• **BRIEF**: Starting with the line that contains "Annotate the white rock" and continuing through the end of the records below, write out every line again, adding 80 to each coordinate in the answers and keeping all other lines unchanged.

• **Data entries**:
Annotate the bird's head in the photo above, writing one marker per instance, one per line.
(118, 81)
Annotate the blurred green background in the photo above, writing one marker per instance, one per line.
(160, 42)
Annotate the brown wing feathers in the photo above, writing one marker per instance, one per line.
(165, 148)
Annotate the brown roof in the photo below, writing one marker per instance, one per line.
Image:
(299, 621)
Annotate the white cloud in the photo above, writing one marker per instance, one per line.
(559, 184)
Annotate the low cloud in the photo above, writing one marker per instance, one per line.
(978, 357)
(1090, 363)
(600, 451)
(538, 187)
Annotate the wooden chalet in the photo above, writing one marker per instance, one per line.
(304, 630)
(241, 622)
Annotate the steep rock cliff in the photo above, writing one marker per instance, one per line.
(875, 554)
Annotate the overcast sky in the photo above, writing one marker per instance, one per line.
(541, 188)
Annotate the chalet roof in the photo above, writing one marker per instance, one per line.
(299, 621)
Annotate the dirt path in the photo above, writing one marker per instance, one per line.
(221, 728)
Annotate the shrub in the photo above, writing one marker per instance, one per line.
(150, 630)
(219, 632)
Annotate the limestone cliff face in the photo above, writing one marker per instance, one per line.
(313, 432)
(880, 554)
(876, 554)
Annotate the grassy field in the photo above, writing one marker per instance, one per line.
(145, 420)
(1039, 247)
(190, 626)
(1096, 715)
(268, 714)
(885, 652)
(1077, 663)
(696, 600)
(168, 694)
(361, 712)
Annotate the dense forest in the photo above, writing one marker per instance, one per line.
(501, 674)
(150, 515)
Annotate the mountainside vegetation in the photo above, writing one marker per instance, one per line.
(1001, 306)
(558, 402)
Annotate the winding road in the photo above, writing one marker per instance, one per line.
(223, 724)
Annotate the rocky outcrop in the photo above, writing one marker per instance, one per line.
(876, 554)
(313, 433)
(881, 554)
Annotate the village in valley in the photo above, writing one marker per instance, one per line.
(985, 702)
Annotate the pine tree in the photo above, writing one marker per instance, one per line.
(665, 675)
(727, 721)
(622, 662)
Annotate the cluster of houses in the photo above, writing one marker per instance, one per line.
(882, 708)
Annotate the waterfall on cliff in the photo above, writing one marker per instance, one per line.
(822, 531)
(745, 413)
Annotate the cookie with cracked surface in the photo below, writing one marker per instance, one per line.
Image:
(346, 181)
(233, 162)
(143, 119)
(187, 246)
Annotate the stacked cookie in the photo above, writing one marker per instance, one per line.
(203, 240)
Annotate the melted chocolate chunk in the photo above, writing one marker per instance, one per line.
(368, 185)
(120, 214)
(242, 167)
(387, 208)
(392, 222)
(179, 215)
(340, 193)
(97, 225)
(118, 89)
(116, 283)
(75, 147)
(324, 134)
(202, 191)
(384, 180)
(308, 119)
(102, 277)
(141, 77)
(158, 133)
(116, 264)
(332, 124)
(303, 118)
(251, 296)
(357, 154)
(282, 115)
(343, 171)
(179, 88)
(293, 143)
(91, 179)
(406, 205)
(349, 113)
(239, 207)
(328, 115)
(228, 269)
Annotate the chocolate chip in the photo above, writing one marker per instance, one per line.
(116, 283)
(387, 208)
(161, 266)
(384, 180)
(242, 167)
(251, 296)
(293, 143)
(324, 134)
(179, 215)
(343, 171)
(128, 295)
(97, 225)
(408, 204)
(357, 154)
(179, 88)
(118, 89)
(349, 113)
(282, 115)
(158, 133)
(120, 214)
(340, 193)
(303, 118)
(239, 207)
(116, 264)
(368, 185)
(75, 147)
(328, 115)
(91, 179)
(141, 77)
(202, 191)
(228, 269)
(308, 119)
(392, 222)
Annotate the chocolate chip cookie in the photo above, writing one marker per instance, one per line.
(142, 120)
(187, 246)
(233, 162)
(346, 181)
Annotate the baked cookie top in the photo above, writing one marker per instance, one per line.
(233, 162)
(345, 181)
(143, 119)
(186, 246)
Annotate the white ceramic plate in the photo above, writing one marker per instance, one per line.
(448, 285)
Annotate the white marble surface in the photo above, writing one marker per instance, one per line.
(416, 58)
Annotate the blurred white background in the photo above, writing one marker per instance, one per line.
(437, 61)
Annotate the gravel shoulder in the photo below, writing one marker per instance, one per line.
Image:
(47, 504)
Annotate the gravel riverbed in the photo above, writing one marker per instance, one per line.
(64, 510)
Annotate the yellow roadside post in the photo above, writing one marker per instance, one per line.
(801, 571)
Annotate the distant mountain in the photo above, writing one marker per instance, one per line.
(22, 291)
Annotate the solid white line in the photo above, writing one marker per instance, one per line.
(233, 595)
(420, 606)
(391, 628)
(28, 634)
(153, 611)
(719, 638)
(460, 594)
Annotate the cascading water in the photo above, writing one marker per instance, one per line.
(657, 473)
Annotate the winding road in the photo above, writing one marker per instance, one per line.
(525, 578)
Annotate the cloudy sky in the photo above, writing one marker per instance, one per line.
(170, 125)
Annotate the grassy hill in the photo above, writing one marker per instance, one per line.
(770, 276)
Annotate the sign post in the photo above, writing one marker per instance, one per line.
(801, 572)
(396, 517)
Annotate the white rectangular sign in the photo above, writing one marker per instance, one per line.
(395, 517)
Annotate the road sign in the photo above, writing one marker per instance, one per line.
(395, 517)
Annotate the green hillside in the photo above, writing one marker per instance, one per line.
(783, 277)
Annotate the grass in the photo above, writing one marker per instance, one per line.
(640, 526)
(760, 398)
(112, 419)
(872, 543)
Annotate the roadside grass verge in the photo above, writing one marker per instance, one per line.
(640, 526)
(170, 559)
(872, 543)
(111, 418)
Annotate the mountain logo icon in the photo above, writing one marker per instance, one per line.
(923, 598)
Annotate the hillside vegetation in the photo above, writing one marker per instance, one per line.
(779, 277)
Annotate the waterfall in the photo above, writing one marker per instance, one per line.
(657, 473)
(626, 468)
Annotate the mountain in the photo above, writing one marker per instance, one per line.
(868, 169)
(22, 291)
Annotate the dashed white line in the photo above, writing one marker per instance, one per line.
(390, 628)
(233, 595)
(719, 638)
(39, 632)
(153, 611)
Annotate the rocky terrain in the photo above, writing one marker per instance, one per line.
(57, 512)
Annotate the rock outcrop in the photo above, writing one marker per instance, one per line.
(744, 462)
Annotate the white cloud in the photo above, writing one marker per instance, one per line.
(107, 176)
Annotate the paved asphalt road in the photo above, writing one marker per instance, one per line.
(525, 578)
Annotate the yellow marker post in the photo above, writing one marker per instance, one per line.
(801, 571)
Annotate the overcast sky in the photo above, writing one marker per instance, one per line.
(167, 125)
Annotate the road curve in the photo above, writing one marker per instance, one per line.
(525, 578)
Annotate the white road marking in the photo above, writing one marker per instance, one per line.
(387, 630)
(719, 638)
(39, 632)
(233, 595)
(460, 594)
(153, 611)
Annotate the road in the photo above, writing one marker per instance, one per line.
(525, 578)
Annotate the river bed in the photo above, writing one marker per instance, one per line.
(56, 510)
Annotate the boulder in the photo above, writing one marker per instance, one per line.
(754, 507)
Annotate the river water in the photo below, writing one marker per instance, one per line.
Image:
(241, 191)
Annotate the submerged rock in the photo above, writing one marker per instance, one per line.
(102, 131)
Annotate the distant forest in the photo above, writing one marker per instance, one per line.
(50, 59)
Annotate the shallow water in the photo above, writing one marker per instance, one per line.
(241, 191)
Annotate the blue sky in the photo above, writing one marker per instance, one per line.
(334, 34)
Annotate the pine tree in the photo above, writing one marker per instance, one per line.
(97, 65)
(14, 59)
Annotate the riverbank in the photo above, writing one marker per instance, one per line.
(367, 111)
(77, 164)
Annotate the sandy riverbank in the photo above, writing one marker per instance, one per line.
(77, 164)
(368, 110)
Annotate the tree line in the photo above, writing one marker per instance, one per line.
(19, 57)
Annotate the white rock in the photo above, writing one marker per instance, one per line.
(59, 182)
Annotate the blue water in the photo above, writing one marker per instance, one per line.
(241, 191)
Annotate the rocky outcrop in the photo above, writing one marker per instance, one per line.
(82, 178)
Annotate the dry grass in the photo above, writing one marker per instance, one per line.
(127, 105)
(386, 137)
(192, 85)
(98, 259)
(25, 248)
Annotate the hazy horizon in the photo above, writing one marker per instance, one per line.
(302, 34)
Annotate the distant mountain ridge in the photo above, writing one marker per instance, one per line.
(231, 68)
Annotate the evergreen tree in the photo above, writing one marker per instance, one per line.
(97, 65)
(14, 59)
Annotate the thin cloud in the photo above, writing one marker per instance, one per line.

• **EXPECTED ANSWER**:
Annotate the white rock in the photo above, writing one marker per instance, one per line.
(139, 262)
Annotate the blue water in the photo above, writing one marker per instance, one per line.
(321, 271)
Annotate the rocky outcrop in the photo above, writing one marker per instance, one per line.
(162, 258)
Annotate the dry grass in the photo above, writing one marker per instance, one per line.
(207, 185)
(466, 217)
(272, 165)
(178, 339)
(105, 328)
Annotate the hazy horizon in the photo above, writing one marker per instance, one per line.
(382, 114)
Annotate the distant mountain ridge in the photo above, writing one marker per instance, one per line.
(311, 148)
Annotate the evergreen tree in the photo above, writing one marker per instance, one per line.
(177, 145)
(94, 139)
Annotate the thin cloud in the photo above, writing one marker per instance, one per line.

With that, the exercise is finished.